_PROBLEM TO WORK ON_
Return all lines from the entries below in which the word "Target" is present.

_GIVEN ENTRIES_

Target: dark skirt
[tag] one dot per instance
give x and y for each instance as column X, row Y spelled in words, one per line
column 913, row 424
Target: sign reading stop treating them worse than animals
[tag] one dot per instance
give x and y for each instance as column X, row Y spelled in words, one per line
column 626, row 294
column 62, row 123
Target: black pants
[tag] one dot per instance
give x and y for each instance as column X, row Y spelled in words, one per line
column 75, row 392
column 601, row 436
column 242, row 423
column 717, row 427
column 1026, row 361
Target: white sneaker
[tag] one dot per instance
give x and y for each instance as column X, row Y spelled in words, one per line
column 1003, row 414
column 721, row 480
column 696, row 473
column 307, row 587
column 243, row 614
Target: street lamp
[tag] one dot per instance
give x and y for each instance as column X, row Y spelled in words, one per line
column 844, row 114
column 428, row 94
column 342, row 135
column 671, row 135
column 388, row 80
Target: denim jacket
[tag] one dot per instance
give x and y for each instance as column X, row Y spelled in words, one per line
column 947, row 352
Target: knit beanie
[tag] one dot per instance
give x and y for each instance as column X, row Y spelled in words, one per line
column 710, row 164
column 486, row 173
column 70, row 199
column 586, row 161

_REPLY_
Target: dark skirt
Target: sign reading stop treating them worse than animals
Target: black pants
Target: white sneaker
Target: street lamp
Target: denim jacket
Target: knit beanie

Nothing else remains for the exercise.